Rewrite the lines below as a JSON list of strings, with one string per line and any blank lines left out.
begin Supplied data
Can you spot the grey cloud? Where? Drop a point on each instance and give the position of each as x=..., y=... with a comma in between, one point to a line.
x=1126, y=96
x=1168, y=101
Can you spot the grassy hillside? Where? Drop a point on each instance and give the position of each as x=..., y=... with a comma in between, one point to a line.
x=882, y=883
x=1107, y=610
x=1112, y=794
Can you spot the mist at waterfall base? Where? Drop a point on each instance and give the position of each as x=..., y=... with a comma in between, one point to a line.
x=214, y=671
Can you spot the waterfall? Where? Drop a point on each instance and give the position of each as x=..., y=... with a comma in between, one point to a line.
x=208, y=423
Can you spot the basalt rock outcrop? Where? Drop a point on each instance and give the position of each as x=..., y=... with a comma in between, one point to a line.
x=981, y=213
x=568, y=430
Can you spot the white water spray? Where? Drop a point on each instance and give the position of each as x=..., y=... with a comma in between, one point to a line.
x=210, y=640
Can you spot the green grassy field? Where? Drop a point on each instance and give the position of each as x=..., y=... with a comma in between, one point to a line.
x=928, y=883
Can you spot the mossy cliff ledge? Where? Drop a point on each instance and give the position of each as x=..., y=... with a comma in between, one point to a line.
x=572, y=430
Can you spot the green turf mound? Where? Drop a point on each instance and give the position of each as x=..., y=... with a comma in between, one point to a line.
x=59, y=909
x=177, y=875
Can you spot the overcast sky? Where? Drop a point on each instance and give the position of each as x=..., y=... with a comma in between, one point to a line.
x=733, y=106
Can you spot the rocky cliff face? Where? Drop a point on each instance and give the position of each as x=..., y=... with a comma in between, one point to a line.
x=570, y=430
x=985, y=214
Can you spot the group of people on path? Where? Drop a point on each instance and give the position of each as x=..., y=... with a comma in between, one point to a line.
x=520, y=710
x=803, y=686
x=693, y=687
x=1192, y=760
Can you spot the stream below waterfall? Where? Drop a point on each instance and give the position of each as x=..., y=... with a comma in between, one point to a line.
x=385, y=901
end Supplied data
■ Full solution
[
  "Can you spot the grey cloud? Where? Drop a point on each instance and give the position of each as x=..., y=... with a comma in between, one point to a line.",
  "x=1126, y=96",
  "x=1168, y=101",
  "Can you spot the grassy hillside? Where? Drop a point on each instance and give the position of each as x=..., y=... with a comma in between, one point to a line.",
  "x=882, y=883",
  "x=1107, y=610",
  "x=1112, y=794",
  "Can you spot the mist at waterfall base? Where? Drop a point on each instance and give the position of each as x=..., y=... with a comma in between, one point to a line.",
  "x=214, y=671",
  "Can you spot the waterfall? Where? Drop a point on each instance and give the position of each as x=..., y=... with a comma in between, one point to a line.",
  "x=208, y=423",
  "Can you spot the basalt rock outcrop? Where? Drop a point on each instance and give the position of each as x=..., y=... with a comma in between, one point to a line.",
  "x=981, y=213",
  "x=568, y=430",
  "Can you spot the white water spray? Where? Drop a point on each instance and give the position of each as x=..., y=... with a comma in between, one point to a line.",
  "x=210, y=640",
  "Can you spot the green grassy field? Where? Drop a point on each instance and give the position of each as x=..., y=... with a comma in between, one point to a line.",
  "x=928, y=883",
  "Can you spot the mossy cliff ledge? Where? Drop a point on each instance and give the position of each as x=..., y=... with a comma in between, one point to a line.",
  "x=572, y=430",
  "Can you spot the green turf mound? Where? Drop a point on each instance and give the position of each as x=..., y=... with a comma in between, one point to a line.",
  "x=59, y=909",
  "x=177, y=875",
  "Can you spot the overcast sky? Where? Drop a point on each instance and give the position of each as x=..., y=... with a comma in between, one point to a line.",
  "x=733, y=106",
  "Can you spot the rocky cliff face? Where? Drop a point on each instance and give the position of each as x=..., y=... with a comma in between, one point to a line.",
  "x=570, y=430",
  "x=985, y=214",
  "Can you spot the group of people on path? Where? Drop a point on each instance and give the position of each as x=..., y=... with a comma in between, one point to a line.",
  "x=520, y=710",
  "x=803, y=686",
  "x=693, y=687",
  "x=1192, y=760",
  "Can you spot the stream below waterfall? Where? Drop a point on each instance and give the position of each as x=..., y=... with a comma in between, one point to a line.",
  "x=385, y=901"
]